Exercise brief –
Pull out every line in the listing below that contains the string "positive", and copy each one. Case counts.

[Data records Boundary: Start]

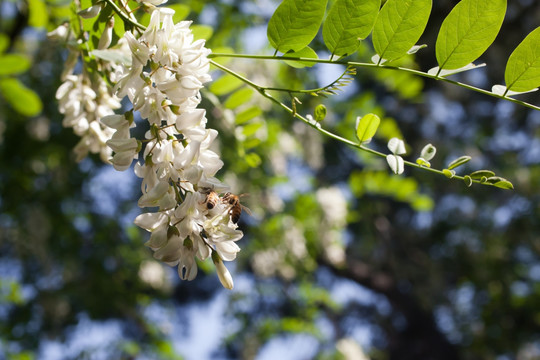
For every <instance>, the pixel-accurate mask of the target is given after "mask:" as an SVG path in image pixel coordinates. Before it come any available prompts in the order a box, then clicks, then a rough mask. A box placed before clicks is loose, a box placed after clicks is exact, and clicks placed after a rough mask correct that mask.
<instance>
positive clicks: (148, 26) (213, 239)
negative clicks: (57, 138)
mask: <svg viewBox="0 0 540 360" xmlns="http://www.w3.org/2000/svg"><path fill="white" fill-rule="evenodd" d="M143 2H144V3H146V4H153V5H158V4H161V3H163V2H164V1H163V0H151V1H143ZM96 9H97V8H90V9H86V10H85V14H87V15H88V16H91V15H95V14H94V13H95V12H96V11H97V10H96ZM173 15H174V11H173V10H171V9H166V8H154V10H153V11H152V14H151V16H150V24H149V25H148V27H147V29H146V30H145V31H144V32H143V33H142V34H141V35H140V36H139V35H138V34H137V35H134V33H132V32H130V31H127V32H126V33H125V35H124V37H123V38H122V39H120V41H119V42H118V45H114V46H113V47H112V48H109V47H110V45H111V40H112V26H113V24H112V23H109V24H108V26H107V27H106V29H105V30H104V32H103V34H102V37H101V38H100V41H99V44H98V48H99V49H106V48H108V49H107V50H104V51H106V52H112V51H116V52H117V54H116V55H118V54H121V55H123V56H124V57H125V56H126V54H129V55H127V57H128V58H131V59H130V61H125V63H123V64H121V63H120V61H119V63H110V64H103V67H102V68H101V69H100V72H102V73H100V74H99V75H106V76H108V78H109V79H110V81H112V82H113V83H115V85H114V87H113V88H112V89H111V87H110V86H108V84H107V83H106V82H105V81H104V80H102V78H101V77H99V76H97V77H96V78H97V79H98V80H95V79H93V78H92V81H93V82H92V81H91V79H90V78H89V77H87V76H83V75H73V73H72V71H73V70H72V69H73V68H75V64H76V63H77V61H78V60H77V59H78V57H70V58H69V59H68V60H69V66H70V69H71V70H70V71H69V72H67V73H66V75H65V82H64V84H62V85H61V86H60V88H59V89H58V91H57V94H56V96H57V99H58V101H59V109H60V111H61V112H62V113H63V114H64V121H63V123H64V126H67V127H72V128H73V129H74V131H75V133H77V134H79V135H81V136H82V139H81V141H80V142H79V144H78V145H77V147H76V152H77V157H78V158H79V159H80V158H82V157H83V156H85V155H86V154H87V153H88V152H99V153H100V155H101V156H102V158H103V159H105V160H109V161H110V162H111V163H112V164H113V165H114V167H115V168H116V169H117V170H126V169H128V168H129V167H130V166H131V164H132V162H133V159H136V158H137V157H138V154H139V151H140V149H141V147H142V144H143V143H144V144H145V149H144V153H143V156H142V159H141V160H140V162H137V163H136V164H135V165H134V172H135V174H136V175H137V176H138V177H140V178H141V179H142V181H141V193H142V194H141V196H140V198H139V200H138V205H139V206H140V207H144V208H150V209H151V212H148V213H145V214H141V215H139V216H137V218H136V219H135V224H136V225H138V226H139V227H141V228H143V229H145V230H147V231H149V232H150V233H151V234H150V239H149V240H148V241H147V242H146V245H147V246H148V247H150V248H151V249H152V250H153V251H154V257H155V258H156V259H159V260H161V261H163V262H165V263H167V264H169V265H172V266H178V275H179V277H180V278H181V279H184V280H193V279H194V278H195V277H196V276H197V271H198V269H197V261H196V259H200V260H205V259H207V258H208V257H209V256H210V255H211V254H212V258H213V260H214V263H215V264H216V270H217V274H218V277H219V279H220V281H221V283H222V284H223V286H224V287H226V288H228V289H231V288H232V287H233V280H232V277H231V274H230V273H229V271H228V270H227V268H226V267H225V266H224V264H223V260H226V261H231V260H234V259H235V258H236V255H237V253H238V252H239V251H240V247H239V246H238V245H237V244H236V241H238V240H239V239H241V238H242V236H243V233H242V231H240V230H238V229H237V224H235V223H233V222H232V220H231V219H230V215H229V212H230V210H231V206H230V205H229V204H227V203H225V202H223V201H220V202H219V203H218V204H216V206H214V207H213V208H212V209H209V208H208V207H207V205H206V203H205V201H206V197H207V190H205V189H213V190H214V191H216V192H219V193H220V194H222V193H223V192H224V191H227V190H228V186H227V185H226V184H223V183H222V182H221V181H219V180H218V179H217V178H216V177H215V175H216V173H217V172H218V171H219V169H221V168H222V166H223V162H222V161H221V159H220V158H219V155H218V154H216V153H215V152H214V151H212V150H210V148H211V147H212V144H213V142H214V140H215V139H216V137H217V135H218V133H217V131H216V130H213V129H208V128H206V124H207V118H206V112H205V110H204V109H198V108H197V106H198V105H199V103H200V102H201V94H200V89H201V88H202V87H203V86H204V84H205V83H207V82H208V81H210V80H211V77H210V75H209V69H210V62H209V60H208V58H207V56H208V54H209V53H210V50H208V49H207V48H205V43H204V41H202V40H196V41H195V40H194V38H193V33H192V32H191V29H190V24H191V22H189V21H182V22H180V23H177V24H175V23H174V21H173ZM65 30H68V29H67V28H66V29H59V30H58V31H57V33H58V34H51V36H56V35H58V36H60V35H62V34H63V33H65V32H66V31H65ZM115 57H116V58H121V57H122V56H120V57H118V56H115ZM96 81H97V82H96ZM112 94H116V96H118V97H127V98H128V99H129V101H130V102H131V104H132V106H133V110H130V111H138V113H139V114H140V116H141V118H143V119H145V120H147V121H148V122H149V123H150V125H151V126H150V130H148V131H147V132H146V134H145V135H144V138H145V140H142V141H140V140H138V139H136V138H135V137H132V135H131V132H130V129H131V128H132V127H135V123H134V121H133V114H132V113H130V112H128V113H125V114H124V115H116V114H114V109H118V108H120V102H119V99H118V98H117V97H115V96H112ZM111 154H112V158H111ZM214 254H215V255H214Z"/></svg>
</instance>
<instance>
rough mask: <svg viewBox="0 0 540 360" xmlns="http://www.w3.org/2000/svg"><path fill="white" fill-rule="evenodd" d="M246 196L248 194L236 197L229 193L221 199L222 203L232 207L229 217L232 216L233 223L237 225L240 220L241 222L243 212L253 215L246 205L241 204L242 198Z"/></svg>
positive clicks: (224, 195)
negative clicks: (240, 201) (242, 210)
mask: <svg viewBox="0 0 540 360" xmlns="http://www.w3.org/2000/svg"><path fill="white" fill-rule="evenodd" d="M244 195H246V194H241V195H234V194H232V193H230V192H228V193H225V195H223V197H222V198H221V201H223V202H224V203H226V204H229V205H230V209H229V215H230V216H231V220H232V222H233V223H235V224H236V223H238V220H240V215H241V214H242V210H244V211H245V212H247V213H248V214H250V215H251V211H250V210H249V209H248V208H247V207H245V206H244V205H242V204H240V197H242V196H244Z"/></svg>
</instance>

[Data records Boundary: End]

Exercise solution –
positive clicks: (148, 26) (213, 239)
positive clicks: (224, 195)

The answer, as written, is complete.